◆ Aim of the exercise:
Can you return the data below word for word, with every line unchanged?

begin

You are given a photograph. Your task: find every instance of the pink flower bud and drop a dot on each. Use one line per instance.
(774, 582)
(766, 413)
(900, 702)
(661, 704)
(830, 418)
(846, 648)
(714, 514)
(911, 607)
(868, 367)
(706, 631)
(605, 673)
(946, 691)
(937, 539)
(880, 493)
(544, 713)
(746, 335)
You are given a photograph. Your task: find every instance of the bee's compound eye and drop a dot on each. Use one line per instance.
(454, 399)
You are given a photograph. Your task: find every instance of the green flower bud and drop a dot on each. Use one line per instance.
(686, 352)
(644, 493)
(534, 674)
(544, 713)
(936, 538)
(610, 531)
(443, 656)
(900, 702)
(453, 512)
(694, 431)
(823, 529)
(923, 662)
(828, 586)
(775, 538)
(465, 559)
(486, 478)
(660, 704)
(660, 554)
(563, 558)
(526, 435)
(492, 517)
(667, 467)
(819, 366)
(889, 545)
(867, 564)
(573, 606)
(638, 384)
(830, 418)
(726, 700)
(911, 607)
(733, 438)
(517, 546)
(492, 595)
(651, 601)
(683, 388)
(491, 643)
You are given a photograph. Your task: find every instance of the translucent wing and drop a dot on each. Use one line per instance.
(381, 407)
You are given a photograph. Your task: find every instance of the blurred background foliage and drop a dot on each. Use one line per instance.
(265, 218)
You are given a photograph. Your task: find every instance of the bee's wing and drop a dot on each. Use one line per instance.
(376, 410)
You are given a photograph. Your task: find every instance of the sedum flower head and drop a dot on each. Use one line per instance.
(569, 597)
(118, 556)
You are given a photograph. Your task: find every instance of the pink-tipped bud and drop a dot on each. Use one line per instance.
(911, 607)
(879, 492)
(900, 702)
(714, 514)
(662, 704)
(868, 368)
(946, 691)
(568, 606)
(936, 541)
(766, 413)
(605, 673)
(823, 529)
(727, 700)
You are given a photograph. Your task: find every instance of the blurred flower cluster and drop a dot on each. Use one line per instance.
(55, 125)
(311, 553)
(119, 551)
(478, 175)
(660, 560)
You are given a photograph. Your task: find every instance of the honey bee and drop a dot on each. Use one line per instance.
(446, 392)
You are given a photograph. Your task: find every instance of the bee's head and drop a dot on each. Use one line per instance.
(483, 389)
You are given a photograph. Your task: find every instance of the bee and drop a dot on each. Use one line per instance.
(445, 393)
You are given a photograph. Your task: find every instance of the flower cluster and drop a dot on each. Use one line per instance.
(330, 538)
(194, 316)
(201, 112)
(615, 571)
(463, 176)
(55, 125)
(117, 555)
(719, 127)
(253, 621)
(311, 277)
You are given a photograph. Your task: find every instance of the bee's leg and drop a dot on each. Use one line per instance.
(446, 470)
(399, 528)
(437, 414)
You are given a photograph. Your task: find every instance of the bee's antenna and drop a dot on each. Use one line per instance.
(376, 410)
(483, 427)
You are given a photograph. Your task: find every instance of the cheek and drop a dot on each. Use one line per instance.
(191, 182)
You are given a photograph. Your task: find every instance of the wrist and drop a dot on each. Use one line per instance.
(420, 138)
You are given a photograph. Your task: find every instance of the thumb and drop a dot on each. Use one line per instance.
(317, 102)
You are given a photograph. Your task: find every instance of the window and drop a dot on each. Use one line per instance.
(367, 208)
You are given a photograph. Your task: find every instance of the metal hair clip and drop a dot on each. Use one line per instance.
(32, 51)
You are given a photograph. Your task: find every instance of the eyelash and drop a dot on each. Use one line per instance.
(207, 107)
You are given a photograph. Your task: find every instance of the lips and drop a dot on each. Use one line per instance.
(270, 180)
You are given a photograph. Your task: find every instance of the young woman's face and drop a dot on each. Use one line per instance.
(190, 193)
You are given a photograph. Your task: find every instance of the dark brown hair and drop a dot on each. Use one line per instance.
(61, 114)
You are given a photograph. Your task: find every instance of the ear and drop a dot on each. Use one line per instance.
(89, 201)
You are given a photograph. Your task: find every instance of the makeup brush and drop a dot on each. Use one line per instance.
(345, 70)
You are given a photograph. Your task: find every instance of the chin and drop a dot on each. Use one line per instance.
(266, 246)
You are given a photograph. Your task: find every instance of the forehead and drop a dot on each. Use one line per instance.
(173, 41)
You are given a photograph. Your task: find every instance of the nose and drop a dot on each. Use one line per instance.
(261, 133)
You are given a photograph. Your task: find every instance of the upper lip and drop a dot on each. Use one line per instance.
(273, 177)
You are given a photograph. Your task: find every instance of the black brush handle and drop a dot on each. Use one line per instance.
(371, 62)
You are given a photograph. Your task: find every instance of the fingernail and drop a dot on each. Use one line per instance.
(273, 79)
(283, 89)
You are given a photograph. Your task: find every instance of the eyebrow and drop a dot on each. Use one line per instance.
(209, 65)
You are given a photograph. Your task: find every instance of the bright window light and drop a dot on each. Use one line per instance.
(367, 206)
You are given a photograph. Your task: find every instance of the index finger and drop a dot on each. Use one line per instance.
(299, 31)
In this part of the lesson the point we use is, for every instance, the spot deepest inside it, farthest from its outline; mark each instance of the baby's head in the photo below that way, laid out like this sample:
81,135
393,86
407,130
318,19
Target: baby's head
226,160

end

◆ Full response:
You are given a photograph. Your task: find every instance of the pink flower bud and drop a dot on each. Use one line per instance.
(774, 582)
(766, 413)
(900, 702)
(661, 704)
(830, 418)
(846, 648)
(714, 514)
(911, 607)
(868, 367)
(706, 631)
(605, 673)
(946, 691)
(937, 539)
(880, 493)
(544, 713)
(746, 335)
You are given a photograph. Your task: find every instance of the bee's compound eye and drop a dot on each. Use one line per instance.
(454, 399)
You are given a photograph. Your task: find every instance of the green flower bud and drop a dot on each. Use one line per instance.
(686, 352)
(644, 493)
(534, 674)
(544, 713)
(936, 538)
(610, 531)
(443, 656)
(900, 702)
(453, 512)
(694, 431)
(823, 529)
(923, 662)
(828, 586)
(775, 538)
(465, 559)
(486, 478)
(660, 704)
(660, 554)
(563, 558)
(526, 435)
(492, 517)
(667, 467)
(819, 366)
(889, 545)
(867, 564)
(573, 606)
(638, 384)
(830, 418)
(726, 700)
(911, 607)
(733, 438)
(517, 546)
(492, 595)
(651, 601)
(683, 388)
(491, 643)
You are given a photograph. Your task: find every instance of the translucent wing and drop a dot on each. Use one line per instance.
(381, 407)
You are given a photograph. Your task: find every instance of the blurred background foliage and drop a dot on each. Use one line per instance.
(265, 218)
You are given a photograph. Your task: find every instance of the bee's wing and drop a dot on each. Use one line per instance.
(376, 410)
You are given a photograph. Your task: find every instance of the sedum flower head and drop a dot on each. Use one line per instance.
(569, 597)
(118, 556)
You are given a photograph. Your task: find every instance of the pink-tipped bud and drop a dot on each. Use one line per instance.
(911, 607)
(879, 492)
(900, 702)
(714, 514)
(662, 704)
(868, 368)
(946, 691)
(568, 606)
(936, 541)
(766, 413)
(605, 673)
(823, 529)
(727, 700)
You are given a photograph. Your task: find every instance of the blurred flower cluster and drop a dot on each. Use one line per instance.
(55, 125)
(311, 553)
(119, 551)
(478, 175)
(660, 560)
You are given a photograph. Your task: find every instance of the honey bee and drop a dot on each. Use one line per instance.
(446, 392)
You are given a photograph. Your task: find every instance of the bee's head and drop a dot on each. Use one line per instance.
(483, 389)
You are given a photograph. Your task: find every instance of the bee and drop a dot on each. Use one line per instance.
(445, 393)
You are given a photograph. Your task: find every instance of the flower cluster and drop a dot on each. Use one line per instance.
(330, 538)
(194, 316)
(201, 112)
(615, 571)
(463, 176)
(55, 125)
(117, 555)
(719, 127)
(253, 621)
(311, 277)
You are given a photograph. Your task: find every instance of the bee's leg and drop a dot on each. Use one line per instance.
(446, 470)
(399, 528)
(437, 414)
You are given a photograph. Your task: find every instance of the bee's antenna and drop a dot on each. Use one line per instance.
(376, 410)
(483, 427)
You are given a photograph. Your task: find every instance of the cheek and drop a dot on each. Use one line per instance.
(191, 182)
You are given a photograph. Your task: find every instance of the wrist and drop a dot on each. Use one line per instance.
(420, 138)
You are given a photograph. Your task: find every instance of the thumb and drop a dot on each. Use one line per instance.
(317, 102)
You are given a photograph. Your task: find every instance of the window and drop a dot on each. Use one line per instance.
(367, 208)
You are given a photograph. Your task: find every instance of the metal hair clip and drop a dot on each. Use one line per instance.
(32, 51)
You are given a photograph. Your task: find every instance of the eyelash and drop a dot on each. Use one line per instance.
(207, 107)
You are given a photograph. Your task: find every instance of the lips and drop a dot on each. Use one line per instance.
(270, 180)
You are given a photograph. Your task: find every instance of the young woman's face and drop a dot on each. Use one line per instance.
(190, 193)
You are given a photograph. Your task: find every instance of the dark brown hair and drop a dot on each. Use one line per instance.
(61, 114)
You are given a photograph. Your task: find every instance of the ear and drop a dot on each. Use one line per instance.
(89, 201)
You are given a photograph. Your task: find every instance of the makeup brush and drop a dot on each. Use one line per instance.
(345, 70)
You are given a photograph. Your task: find every instance of the chin and drop a dot on each. Use one line per instance.
(266, 246)
You are given a photograph. Your task: find every instance of the forehead and drop a dot on each. Use one line per instance.
(173, 41)
You are given a photograph. Your task: find every instance of the nose and drop a dot on each. Use one line per instance.
(261, 133)
You are given a photograph. Your task: find every instance of the upper lip and drop a dot on each. Use one line per instance.
(273, 177)
You are given a photograph. Your task: find every instance of the black brush handle and drop a dot on each. Use one line per instance.
(371, 62)
You are given a photograph. Your task: find every instance of the fingernail and drop a dot on each. Use one line per instance.
(273, 79)
(283, 89)
You are given a photograph. Your task: find every instance of the eyebrow and drop a dot on each. Use one line per instance.
(209, 65)
You are given a photograph. Your task: find every instance of the bright window light and drop a dot on each. Use one line per instance.
(367, 206)
You are given a photograph. Your task: find every instance of the index finger and drop a dot on each. Use one line per instance.
(299, 31)
In this part of the lesson the point we use is, for every instance, the spot deepest inside it, farthest from its outline; mark each instance of the baby's head in the photo below that way, laid out like this sample:
81,135
393,86
407,130
318,19
Target: baby's head
226,160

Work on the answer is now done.